Jan 6, 2024

Pooja Bhalla

Pooja Bhalla, DNP, RN, is a dedicated healthcare professional with extensive experience in nursing and healthcare administration. Pooja holds a Doctor of Nursing Practice (DNP) degree from Northeastern University and has a strong background in addressing the healthcare needs of underserved populations.

Pooja is deeply committed to making a positive impact in her community, as evidenced by her role as the CEO of Illumination Foundation, an organization dedicated to providing housing and healthcare services for the unhoused population. Pooja’s passion for social impact is evident through her leadership in developing and implementing comprehensive programs to disrupt the cycle of homelessness. She is also involved in advocacy efforts to address the root causes of homelessness, including the need for affordable housing and access to healthcare services. Pooja’s multifaceted expertise, coupled with her compassionate approach to healthcare, makes her a valuable asset in driving positive change and improving the lives of vulnerable individuals and families.

Episode Highlights

  • 00:00 – Introduction to Pooja Bhalla: Optimist, mother, and wife with a commitment to Illumination Foundation’s mission.
  • 04:46 – Discussion on Illumination Foundation’s comprehensive services and impact, serving 6,500 individuals last year.

How to complete this task
Pick up the episode page on Pooja Bhalla and Illumination Foundation right after its last line, and keep writing in the same style.

Record extracts

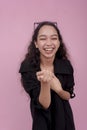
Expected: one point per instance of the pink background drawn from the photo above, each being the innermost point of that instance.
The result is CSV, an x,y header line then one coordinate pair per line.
x,y
16,27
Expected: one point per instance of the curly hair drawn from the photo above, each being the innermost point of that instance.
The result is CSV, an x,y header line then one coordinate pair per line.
x,y
33,54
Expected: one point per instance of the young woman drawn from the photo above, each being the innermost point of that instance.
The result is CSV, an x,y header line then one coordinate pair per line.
x,y
47,76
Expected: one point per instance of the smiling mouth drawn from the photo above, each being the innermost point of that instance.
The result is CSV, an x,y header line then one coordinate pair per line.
x,y
48,49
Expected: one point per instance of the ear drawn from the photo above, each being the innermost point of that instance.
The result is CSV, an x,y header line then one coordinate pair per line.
x,y
36,44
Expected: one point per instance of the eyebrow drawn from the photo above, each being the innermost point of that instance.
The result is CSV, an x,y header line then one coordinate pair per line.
x,y
43,35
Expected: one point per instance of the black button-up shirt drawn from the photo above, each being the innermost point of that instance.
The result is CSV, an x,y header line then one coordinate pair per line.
x,y
59,114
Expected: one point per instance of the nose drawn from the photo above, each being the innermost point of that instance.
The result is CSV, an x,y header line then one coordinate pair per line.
x,y
49,42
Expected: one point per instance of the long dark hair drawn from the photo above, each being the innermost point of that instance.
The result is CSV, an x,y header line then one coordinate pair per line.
x,y
33,54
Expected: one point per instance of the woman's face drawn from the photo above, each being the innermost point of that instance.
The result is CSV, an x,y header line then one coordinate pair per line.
x,y
47,41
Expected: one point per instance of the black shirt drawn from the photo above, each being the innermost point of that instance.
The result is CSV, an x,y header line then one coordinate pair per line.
x,y
59,115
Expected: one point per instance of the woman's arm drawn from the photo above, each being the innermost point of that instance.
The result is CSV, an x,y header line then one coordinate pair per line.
x,y
56,86
45,95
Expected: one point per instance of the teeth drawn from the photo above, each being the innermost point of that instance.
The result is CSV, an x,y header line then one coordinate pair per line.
x,y
48,49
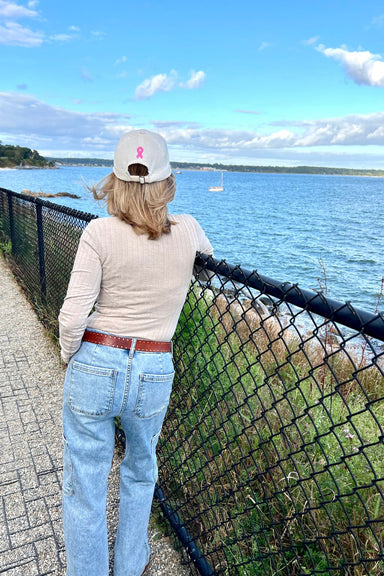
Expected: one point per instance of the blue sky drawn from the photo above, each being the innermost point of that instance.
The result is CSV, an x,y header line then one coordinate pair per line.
x,y
275,83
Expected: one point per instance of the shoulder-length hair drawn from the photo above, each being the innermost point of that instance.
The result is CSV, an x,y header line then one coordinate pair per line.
x,y
143,206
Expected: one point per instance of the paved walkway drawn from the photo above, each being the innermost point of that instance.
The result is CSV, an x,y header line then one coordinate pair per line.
x,y
31,377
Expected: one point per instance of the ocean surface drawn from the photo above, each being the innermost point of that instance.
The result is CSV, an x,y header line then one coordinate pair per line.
x,y
288,227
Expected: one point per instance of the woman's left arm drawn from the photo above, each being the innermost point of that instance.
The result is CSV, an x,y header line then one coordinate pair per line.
x,y
82,293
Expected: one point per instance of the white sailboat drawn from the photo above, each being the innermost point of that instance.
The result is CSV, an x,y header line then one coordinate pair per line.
x,y
217,188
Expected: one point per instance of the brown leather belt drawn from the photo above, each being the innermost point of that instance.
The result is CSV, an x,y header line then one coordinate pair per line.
x,y
126,343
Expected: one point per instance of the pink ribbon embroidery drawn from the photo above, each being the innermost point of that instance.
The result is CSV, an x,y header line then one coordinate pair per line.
x,y
140,151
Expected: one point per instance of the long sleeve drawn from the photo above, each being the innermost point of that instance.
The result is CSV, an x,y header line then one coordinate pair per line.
x,y
83,290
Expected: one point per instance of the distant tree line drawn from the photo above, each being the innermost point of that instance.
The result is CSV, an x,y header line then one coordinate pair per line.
x,y
20,156
231,167
13,156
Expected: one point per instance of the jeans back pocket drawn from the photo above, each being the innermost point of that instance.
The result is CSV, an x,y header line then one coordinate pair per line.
x,y
91,389
154,393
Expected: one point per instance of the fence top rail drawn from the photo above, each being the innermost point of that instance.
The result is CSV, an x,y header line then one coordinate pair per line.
x,y
63,209
342,313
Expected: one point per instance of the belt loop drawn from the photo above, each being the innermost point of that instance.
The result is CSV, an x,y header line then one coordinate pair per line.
x,y
132,348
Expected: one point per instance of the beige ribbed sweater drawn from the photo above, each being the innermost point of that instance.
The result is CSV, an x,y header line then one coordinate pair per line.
x,y
138,286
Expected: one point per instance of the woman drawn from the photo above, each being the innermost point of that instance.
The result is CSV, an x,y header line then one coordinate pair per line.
x,y
134,268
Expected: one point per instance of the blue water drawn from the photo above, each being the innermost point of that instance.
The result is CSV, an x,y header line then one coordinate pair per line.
x,y
282,225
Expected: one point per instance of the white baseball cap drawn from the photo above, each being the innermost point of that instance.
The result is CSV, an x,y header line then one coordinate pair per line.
x,y
142,147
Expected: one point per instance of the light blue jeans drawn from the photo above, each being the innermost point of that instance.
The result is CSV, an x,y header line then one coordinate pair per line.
x,y
102,383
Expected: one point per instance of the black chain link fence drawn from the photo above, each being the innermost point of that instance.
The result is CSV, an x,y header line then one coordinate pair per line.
x,y
271,460
41,239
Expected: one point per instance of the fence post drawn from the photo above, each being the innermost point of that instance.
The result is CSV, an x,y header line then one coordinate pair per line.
x,y
40,237
11,226
185,538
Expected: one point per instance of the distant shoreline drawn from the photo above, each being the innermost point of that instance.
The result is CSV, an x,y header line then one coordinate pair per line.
x,y
180,166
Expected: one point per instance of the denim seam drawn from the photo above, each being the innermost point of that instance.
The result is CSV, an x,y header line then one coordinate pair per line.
x,y
128,377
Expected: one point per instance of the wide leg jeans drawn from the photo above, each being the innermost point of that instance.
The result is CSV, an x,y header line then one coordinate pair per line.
x,y
102,383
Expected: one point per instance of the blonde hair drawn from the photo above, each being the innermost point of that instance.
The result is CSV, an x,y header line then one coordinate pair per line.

Your response
  • 09:31 – Highlighting the challenge of affordable housing and the need for policy solutions to combat homelessness.
  • 14:41 – Excitement over upcoming launch of two family shelters to save lives and provide holistic support.
  • 22:21 – Personal interests include hiking and family outings, with life lessons emphasizing gratitude and helping others.

Show Transcript

Transcript - Full Episode

Nitin Bajaj:

Hey everyone, welcome to The Industry Show. I’m your host Nitin Bajaj and joining me today is Pooja Bhalla. Pooja, welcome on the show.

 

Pooja Bhalla:

Great to be here. Thank you, Nitin.

 

Nitin Bajaj:

Pleasure is all ours. Let’s start with who is Pooja.

 

Pooja Bhalla:

I’m an optimist at heart, I would say. Someone who’s always trying to find the best in every situation, whether it’s personally, professionally, living in this world today, there’s so much that goes on. So I’m always looking for the opportunities that are available for everyone and anyone that we come across in our lives. And more on a personal level, a mother of two UCLA Bruins and a lucky wife to my husband, who’s a professor and a really busy CEO of a healthcare and homeless organization called Illumination Foundation.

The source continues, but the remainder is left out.